Sean Hayes and Jane Krakowski star in Damn Yankees at New York City Center! Summer Stars series. John Rando directs, with music direction by Rob Berman. It tells the story of Joe Boyd, the ultimate baseball fan, who sells his soul to the Devil for the chance to help his team, the Washington Senators, win the pennant race against the Yankees. Click here for tickets.

 

 

The New York Times

 

Faust on Third, Lost Soul at Bat

*By CHARLES ISHERWOOD
Published: July 11, 2008


Attention, Yankees fans. Do you yearn for the era when ballplayers made headlines for feats on the field rather than in the bedroom or the courtroom? Do you fervently wish the world still gnashed its teeth as New York’s pinstriped paragons strolled to yet another championship? Do you pine for those glorious yesteryears when giants like Joe DiMaggio and Mickey Mantle bestrode the Bronx?

 

A sliver of solace can be harvested on 55th Street, where the musical “Damn Yankees” has been revived for a brief summer run, courtesy of City Center Encores! This Broadway confection from 1955 tells the fanciful story of a despairing fan of a losing ball club who sells his soul to the very Devil to help his team snatch the pennant from the big, bad, baseball-ruling Bronx Bombers.

 

Although it does not rank among the first tier of classics from Broadway’s prime years, “Damn Yankees” was a popular hit. It sports a handful of still-lovable songs by Richard Adler and Jerry Ross, and was the second show choreographed by Bob Fosse, whose dances have been retained here. (The first was the similarly fizzy “Pajama Game” of the year before, from the same songwriters.) The stars who headline this staging — Sean Hayes of “Will & Grace” as the conniving Devil, Jane Krakowski of current “30 Rock” fame as his sex-kitten helpmate and Cheyenne Jackson from Broadway’s “Xanadu” as the slugger who pines for the wife he left behind — seemed to be expertly aligned.

 

And yet the production, directed by John Rando (“Urinetown”), is pleasant but a little pizazz-deficient. Everyone involved performs his or her chores capably, but the show does not shimmy off the dust of 50-plus years truly to tickle us anew. It’s a solid double, maybe, but hardly the grand slam that was last summer’s “Gypsy,” which subsequently transferred to Broadway and scored three Tonys.

=== PROVIDED INFORMATION ===
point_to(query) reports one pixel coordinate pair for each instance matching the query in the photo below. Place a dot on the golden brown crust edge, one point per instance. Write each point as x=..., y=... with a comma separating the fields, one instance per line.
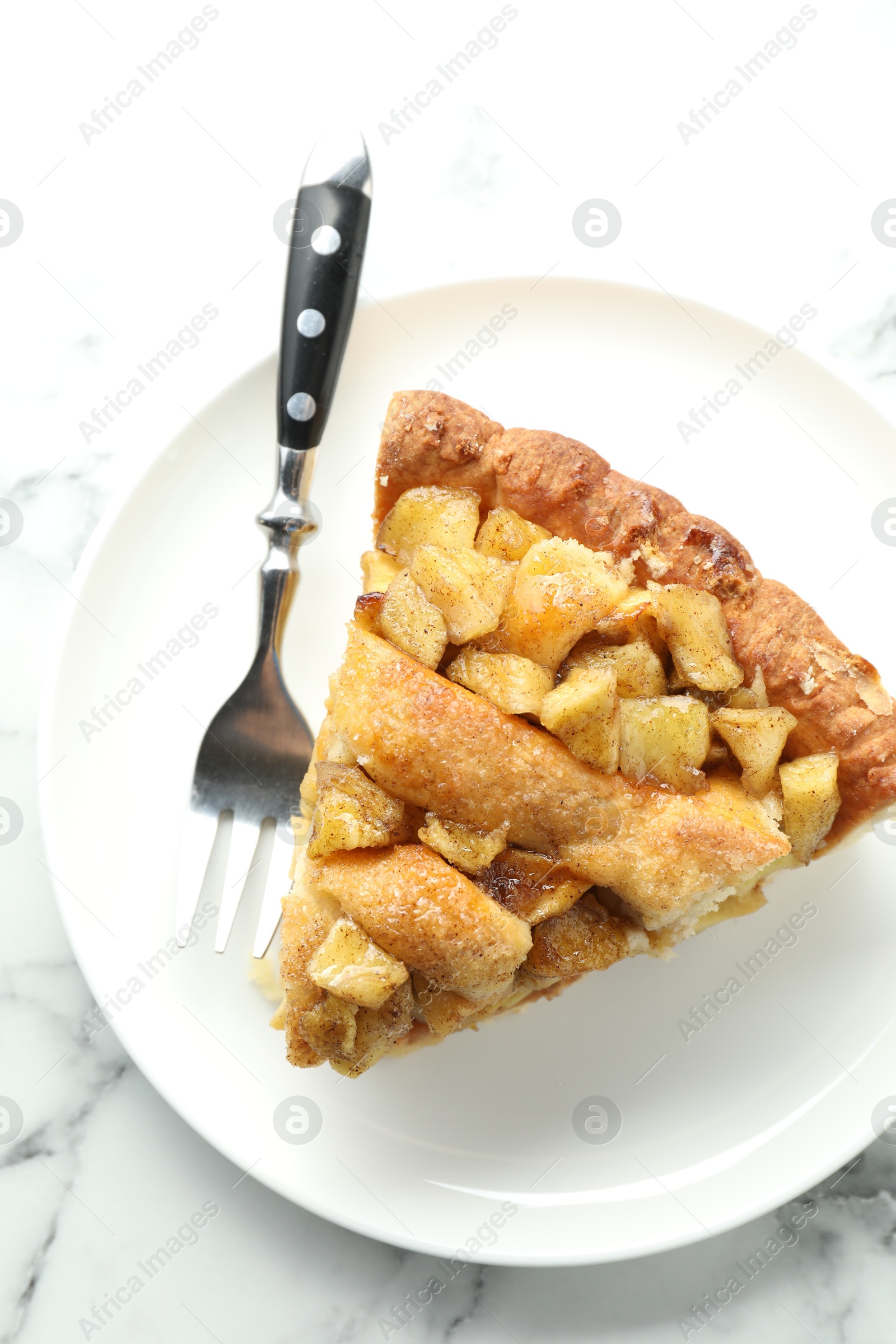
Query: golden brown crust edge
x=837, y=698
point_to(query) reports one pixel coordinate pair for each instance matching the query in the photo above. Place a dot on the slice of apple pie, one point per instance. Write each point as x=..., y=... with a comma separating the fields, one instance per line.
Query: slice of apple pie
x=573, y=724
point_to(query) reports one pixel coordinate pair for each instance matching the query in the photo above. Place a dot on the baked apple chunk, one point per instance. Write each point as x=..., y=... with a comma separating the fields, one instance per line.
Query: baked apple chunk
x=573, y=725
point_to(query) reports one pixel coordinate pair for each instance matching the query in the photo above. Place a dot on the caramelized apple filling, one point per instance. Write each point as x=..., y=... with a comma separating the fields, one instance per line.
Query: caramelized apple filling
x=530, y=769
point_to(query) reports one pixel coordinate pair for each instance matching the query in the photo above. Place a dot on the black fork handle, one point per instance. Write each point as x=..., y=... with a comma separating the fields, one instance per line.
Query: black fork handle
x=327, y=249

---

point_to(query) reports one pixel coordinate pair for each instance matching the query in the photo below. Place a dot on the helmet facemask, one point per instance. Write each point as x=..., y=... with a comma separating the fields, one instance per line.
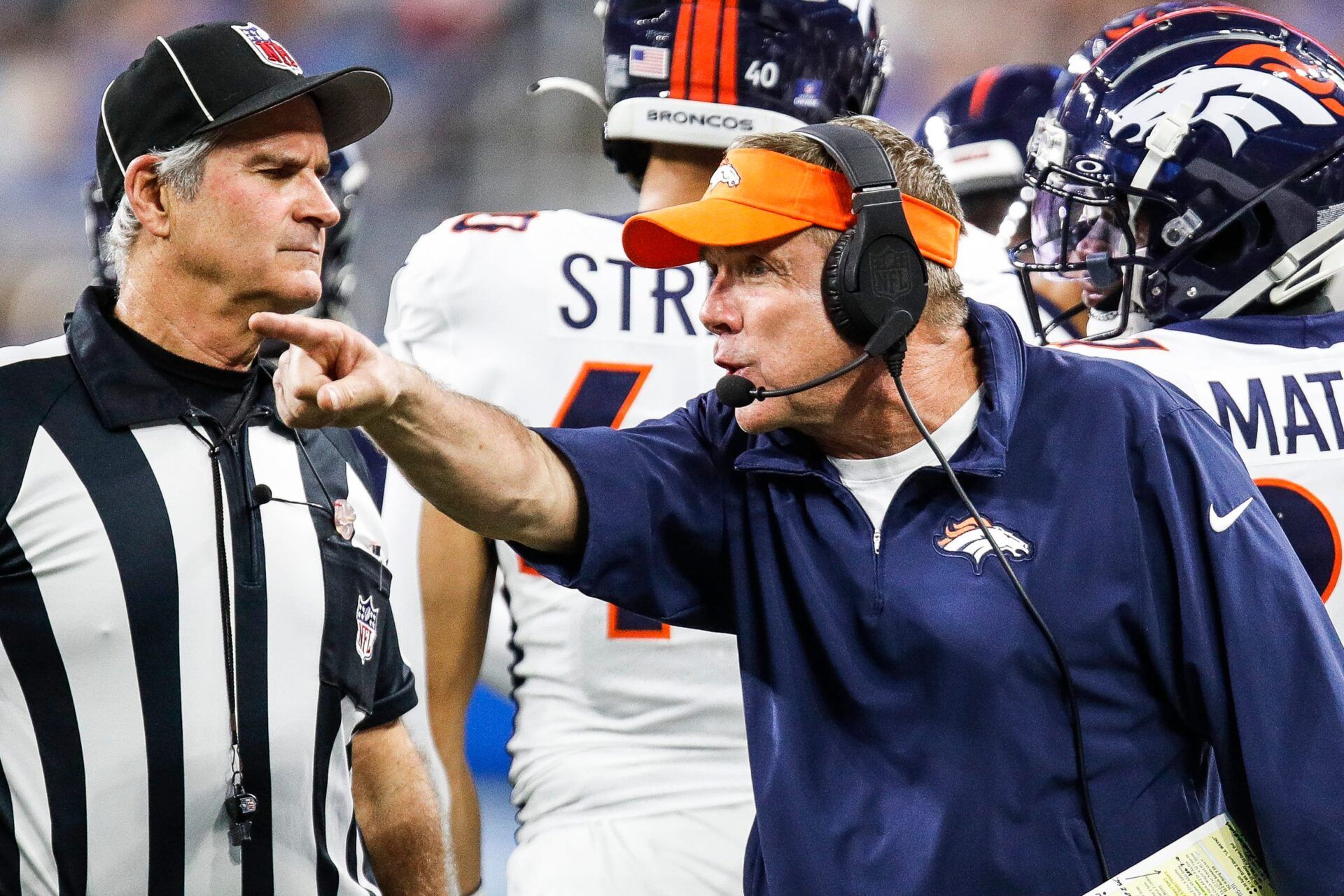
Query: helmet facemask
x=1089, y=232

=== SET TASK ===
Change "ballplayers" to "athletes" in the piece on the Damn Yankees revival, and write out the passage between "The New York" and "bestrode the Bronx?", inclusive, with that substitution. The material can be left aside; nothing here depends on it.

=== ANSWER IN FULL ===
The New York Times

 

Faust on Third, Lost Soul at Bat

*By CHARLES ISHERWOOD
Published: July 11, 2008


Attention, Yankees fans. Do you yearn for the era when athletes made headlines for feats on the field rather than in the bedroom or the courtroom? Do you fervently wish the world still gnashed its teeth as New York’s pinstriped paragons strolled to yet another championship? Do you pine for those glorious yesteryears when giants like Joe DiMaggio and Mickey Mantle bestrode the Bronx?